# PROBLEM REQUIREMENTS
How many lines in the records below contain the word "yellow"? Matches must have the same case, and the reply should be the number alone.

(Lines of data)
• • • • • • •

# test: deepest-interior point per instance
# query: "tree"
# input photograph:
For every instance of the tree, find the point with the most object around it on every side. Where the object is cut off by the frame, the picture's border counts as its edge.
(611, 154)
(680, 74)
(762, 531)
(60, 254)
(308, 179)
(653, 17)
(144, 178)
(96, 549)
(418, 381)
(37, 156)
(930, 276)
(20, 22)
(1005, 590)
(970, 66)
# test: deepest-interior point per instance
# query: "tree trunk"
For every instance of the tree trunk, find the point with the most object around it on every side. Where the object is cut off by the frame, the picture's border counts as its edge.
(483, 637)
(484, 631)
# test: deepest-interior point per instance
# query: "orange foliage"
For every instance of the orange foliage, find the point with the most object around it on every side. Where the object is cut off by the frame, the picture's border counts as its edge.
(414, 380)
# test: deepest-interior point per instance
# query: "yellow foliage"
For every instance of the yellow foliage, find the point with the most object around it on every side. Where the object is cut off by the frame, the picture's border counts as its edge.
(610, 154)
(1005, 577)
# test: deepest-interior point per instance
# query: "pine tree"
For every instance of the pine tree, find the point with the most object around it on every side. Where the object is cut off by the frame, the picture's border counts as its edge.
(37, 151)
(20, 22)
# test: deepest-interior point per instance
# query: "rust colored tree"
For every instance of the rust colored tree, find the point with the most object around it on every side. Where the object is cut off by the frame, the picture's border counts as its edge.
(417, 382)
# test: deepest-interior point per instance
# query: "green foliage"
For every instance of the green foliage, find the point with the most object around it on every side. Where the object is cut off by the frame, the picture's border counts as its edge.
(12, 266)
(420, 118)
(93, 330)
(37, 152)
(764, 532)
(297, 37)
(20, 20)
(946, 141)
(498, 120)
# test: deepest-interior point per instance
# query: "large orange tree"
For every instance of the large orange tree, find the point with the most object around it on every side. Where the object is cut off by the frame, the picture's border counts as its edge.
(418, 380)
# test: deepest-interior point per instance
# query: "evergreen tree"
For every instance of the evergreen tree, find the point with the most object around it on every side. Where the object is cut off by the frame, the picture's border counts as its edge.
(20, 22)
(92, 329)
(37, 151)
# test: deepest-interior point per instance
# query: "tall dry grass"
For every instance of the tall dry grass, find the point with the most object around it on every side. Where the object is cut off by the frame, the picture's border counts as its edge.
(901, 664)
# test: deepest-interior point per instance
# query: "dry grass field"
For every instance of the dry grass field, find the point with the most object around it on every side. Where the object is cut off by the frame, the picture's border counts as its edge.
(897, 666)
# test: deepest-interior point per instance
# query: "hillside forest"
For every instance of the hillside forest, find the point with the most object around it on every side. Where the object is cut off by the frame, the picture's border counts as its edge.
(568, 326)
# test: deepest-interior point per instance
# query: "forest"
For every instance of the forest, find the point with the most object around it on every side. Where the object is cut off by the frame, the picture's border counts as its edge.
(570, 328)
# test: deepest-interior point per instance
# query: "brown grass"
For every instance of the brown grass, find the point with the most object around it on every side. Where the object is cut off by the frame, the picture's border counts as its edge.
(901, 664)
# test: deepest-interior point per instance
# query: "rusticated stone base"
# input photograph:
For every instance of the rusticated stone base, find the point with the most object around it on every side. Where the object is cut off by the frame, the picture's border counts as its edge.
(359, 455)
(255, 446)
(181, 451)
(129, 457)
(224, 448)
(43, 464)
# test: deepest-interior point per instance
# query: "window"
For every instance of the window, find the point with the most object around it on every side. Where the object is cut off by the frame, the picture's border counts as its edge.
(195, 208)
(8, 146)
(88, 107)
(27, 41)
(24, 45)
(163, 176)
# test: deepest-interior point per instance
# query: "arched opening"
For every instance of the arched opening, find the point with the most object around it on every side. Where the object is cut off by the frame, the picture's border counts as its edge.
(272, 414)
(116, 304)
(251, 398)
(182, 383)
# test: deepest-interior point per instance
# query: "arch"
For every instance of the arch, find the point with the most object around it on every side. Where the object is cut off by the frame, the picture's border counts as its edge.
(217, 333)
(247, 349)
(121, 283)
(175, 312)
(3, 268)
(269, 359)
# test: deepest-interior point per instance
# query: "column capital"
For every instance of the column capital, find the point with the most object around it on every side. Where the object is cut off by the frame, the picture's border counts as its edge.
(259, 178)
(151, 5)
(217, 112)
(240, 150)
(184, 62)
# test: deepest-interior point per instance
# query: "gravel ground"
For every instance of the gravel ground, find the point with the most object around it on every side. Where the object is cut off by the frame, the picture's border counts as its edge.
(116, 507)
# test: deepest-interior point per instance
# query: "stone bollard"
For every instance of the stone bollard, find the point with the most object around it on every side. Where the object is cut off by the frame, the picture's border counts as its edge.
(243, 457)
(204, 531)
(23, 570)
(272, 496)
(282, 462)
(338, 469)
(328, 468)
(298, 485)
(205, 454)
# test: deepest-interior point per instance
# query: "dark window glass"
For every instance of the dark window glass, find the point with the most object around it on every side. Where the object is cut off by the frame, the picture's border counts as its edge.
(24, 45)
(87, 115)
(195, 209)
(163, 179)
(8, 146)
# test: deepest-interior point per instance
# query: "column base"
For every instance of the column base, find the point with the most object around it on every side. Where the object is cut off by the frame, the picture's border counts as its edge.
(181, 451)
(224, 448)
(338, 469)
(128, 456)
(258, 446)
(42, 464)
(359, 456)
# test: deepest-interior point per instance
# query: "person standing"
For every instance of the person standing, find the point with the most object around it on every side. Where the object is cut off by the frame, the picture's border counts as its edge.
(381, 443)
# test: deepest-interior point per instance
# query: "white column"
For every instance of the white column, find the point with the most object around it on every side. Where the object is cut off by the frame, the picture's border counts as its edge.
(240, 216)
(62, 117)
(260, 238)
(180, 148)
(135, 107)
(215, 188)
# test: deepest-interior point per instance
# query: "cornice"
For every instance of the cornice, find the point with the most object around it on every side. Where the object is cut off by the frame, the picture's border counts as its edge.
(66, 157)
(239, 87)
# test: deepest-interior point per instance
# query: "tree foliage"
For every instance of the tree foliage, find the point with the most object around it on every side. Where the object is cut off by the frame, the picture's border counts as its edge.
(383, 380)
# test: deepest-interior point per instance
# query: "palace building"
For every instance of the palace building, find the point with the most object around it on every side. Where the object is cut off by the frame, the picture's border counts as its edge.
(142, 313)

• • • • • • •

# SOLUTION TO THE PROBLEM
2